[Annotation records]

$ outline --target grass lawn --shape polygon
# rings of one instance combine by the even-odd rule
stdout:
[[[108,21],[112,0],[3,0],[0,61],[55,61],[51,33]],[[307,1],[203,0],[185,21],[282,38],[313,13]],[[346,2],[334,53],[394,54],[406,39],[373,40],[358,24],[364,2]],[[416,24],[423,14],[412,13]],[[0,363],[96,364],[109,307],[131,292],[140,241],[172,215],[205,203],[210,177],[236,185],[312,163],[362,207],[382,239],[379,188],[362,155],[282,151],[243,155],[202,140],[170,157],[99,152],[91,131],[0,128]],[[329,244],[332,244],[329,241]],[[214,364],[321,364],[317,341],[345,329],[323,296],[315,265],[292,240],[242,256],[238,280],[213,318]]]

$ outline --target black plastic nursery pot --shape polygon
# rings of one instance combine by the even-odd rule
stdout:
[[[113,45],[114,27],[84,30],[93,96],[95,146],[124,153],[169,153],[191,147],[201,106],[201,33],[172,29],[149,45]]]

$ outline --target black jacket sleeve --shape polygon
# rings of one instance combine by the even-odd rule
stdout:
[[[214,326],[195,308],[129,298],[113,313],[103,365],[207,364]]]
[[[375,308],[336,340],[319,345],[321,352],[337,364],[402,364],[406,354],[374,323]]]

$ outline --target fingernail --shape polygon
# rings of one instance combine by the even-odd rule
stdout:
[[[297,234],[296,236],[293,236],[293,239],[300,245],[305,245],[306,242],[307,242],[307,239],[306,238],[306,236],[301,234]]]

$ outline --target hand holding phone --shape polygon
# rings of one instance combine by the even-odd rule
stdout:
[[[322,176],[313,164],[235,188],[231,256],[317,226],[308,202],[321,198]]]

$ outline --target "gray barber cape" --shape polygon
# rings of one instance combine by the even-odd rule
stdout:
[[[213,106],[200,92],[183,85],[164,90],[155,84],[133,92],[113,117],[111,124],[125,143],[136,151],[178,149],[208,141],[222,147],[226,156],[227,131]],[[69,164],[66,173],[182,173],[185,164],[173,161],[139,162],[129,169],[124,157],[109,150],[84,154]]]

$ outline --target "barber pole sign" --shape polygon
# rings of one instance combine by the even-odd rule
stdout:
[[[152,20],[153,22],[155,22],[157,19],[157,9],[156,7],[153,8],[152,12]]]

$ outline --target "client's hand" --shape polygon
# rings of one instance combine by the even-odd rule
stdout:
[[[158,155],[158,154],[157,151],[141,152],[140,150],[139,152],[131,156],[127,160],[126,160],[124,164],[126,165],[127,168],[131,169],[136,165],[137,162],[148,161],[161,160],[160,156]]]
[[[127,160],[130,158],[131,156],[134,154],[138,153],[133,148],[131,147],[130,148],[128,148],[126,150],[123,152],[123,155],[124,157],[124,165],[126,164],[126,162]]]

*OBJECTIVE*.
Please express the lines of the records starting at the line that contains "fingernail --shape polygon" and ending at the final line of the records as a JSON list of strings, one string per line, leaving out blank lines.

*SOLUTION FOR THIS TASK*.
[
  "$ outline --target fingernail --shape polygon",
  "# rings of one instance combine by the even-odd rule",
  "stdout:",
  "[[[297,234],[296,236],[293,236],[293,239],[300,245],[305,245],[306,242],[307,242],[307,239],[306,238],[306,236],[301,234]]]",
  "$ outline --target hand holding phone --shape polygon",
  "# rings of one instance combine by the even-odd rule",
  "stdout:",
  "[[[322,176],[313,164],[235,188],[231,256],[317,226],[308,202],[321,198]]]",
  "$ outline --target \"gray barber cape\" --shape polygon",
  "# rings of one instance combine by the even-odd rule",
  "stdout:",
  "[[[213,106],[200,92],[183,85],[164,90],[155,84],[133,92],[113,117],[111,124],[125,143],[136,151],[178,149],[208,141],[222,147],[226,156],[227,131]],[[69,164],[66,173],[182,173],[185,164],[173,161],[139,162],[129,169],[124,157],[109,150],[84,154]]]",
  "$ outline --target \"barber pole sign\" --shape polygon",
  "# rings of one instance combine by the even-odd rule",
  "stdout:",
  "[[[152,20],[153,22],[155,22],[157,19],[157,9],[156,7],[153,8],[152,12]]]",
  "$ outline --target \"client's hand\" --shape polygon",
  "# rings of one instance combine by the even-odd rule",
  "stdout:",
  "[[[158,155],[158,154],[157,151],[141,152],[140,150],[139,152],[131,156],[127,160],[126,160],[124,164],[126,165],[127,168],[131,169],[136,165],[137,162],[148,161],[161,160],[160,156]]]",
  "[[[127,160],[130,158],[131,156],[134,154],[138,153],[133,148],[131,147],[130,148],[128,148],[126,150],[123,152],[123,155],[124,157],[124,165],[126,164],[126,162]]]"
]